=== Extract ===

Local zoning · Tuolumne County
Tuolumne County — Landscaping and Screening
Landscaping and Screening under the Tuolumne County local zoning and planning code, with the controlling citations.
Last reviewed: July 3, 2026
Overview
This page summarizes what the Tuolumne County zoning ordinance requires for landscaping, screening, buffers, fences, walls, and trees in the unincorporated areas of Tuolumne County. It pulls the county's development and screening rules (general standards, surface parking screening, outdoor-storage and storage‑container rules, and special standards for self‑storage and historic areas) and explains how they apply by district. For parking‑related landscaping and lot screening see the county Tuolumne County Parking guidance; for how landscaping interacts with other dimensional rules see Tuolumne County Development Standards.
NOTE: these rules apply only in unincorporated areas of Tuolumne County. Verify parcel‑specific requirements with the Community Development Department.
Key county rules (plain list)
- Outdoor storage must be screened by solid walls, finished fencing (including chain link with slats), or drought‑tolerant vegetation that provides screening within one year and is maintained with automatic irrigation where required — § 17.90.040 .
- Screening heights permitted: screening walls/fences for non‑industrial uses are limited to 8 feet above finished grade; for industrial uses screening may be up to 10 feet — § 17.90.040(D) .
- Surface parking lots for new commercial developments are required to be screened from street views using landscape screening, walls/facades, or public art (but screening must not interfere with sight triangles) — § 17.22.050 .
- Storage containers: must meet setbacks; containers >200 sq ft need building permit; in MU, R, and RE zones only one container (≤360 sq ft) allowed and it must be placed behind or to the side of the principal building; visible containers must be screened with fencing or landscaping; in C, M, BP, P, K districts a landscaping/screening plan must be approved before installation — § 17.90.070 .

=== Material provided ===

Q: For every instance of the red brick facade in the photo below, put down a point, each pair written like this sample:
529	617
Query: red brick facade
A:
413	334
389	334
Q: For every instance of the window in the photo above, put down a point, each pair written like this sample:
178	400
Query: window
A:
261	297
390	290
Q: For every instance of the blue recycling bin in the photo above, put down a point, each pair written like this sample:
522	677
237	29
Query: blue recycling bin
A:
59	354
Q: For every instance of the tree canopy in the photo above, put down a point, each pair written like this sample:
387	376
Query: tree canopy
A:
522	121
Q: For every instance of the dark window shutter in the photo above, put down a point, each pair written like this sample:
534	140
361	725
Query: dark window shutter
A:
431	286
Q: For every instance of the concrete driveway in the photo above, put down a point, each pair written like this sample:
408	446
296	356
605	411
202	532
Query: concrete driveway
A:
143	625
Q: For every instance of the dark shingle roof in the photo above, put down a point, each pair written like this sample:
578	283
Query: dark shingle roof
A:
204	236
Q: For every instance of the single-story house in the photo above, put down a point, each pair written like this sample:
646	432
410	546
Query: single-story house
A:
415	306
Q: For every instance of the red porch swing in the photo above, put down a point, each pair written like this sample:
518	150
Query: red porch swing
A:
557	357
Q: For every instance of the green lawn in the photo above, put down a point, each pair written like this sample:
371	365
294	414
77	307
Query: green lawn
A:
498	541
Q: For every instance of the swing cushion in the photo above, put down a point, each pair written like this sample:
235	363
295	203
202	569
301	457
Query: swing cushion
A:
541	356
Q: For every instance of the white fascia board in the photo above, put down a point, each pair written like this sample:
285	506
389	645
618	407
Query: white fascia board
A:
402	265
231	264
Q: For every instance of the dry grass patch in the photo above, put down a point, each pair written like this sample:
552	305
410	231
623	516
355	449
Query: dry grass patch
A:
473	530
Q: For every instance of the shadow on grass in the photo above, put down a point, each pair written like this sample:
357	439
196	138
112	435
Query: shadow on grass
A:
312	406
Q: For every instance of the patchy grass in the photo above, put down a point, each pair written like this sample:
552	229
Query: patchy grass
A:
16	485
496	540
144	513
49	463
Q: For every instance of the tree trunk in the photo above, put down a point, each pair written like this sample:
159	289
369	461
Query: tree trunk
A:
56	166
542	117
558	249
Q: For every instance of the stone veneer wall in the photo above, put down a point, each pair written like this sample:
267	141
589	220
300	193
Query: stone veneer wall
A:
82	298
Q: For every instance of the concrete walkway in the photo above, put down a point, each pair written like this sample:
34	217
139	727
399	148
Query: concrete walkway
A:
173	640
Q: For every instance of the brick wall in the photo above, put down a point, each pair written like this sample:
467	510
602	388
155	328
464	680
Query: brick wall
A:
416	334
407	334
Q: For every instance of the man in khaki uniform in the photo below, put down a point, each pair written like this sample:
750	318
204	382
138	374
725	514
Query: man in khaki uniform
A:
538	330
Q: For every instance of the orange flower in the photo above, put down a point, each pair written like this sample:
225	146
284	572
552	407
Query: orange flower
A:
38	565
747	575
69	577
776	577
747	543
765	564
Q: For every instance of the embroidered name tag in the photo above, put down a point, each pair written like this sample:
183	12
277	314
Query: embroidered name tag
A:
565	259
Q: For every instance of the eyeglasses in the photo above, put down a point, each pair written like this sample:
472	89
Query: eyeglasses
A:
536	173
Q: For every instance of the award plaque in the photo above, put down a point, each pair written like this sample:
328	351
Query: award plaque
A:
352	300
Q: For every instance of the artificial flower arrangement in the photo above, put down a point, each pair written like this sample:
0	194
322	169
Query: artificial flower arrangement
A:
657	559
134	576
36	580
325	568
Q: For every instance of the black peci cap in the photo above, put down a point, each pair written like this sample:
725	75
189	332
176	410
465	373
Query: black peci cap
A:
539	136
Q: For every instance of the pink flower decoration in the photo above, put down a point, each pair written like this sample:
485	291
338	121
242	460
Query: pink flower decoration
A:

===

Instructions
A. Decide whether each statement agrees with the zoning summary, answering yes or no and quoting the words that settle it. (i) Screening for industrial uses may reach 10 feet. (ii) A storage container larger than 200 square feet requires a building permit. (iii) The rules cover incorporated cities within Tuolumne County.
B. Update the zoning summary from "- Storage containers: must" to "installation — § 17.90.070 .", putting "zoning permit" in place of "building permit".
C. Why does the zoning summary direct readers to Tuolumne County Development Standards?

Results for each task
A.
(i) Yes: "for industrial uses screening may be up to 10 feet"
(ii) Yes: "containers >200 sq ft need building permit"
(iii) No: "these rules apply only in unincorporated areas of Tuolumne County"

B.
- Storage containers: must meet setbacks; containers >200 sq ft need zoning permit; in MU, R, and RE zones only one container (≤360 sq ft) allowed and it must be placed behind or to the side of the principal building; visible containers must be screened with fencing or landscaping; in C, M, BP, P, K districts a landscaping/screening plan must be approved before installation — § 17.90.070 .

C. The summary directs readers there to learn how landscaping interacts with other dimensional rules.